_TASK BRIEF_: All of the records below should be output exactly.

— start of AVAILABLE RECORDS —

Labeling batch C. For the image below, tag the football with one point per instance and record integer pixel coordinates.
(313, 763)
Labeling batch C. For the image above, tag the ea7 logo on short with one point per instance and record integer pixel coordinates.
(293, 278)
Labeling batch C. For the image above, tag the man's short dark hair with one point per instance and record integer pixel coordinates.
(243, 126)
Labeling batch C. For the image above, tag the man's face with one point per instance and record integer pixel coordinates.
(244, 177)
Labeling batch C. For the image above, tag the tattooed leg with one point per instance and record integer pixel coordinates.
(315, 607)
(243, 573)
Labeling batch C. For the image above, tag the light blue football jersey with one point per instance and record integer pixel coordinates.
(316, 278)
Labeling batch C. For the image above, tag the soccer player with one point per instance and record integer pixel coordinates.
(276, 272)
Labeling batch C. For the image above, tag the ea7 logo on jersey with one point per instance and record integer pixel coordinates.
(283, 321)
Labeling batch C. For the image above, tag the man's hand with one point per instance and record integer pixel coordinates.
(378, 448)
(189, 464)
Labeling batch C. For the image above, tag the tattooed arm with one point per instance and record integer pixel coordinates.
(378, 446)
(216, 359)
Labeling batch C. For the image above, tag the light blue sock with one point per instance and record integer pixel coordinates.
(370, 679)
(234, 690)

— end of AVAILABLE RECORDS —

_EXPECTED OUTPUT_:
Labeling batch C. For the image below, tag the football with one point per instance and record integer pixel coordinates.
(313, 763)
Labeling batch C. For the image above, tag the ea7 logo on short with one point per instance and record integer pixel coordinates.
(293, 278)
Labeling batch C. For the image above, tag the man's short dark hair with one point per instance and record integer pixel coordinates.
(243, 126)
Labeling batch C. For the image above, tag the man's face with one point per instance and record integer pixel coordinates.
(244, 177)
Labeling batch C. For the image above, tag the tattooed leg with one point per instance and record integer pixel coordinates.
(315, 607)
(243, 573)
Labeling batch C. For the image above, tag the light blue football jersey with one point per instance and record integer pixel coordinates.
(316, 278)
Labeling batch C. For the image above, tag the soccer player with one point per instance and record integer pixel coordinates.
(276, 272)
Labeling batch C. For the image above, tag the ea7 logo on jersey with one point per instance and record integer pixel coordinates.
(283, 321)
Labeling batch C. For the image above, tag the man's hand with one point per instance and record integer pixel coordinates.
(378, 448)
(189, 464)
Labeling batch C. For the image above, tag the tattooed arm with one point per instance and record integer pixel coordinates.
(378, 446)
(216, 359)
Labeling batch C. For the image above, tag the light blue sock with one point per instance and record integer pixel coordinates.
(370, 679)
(234, 690)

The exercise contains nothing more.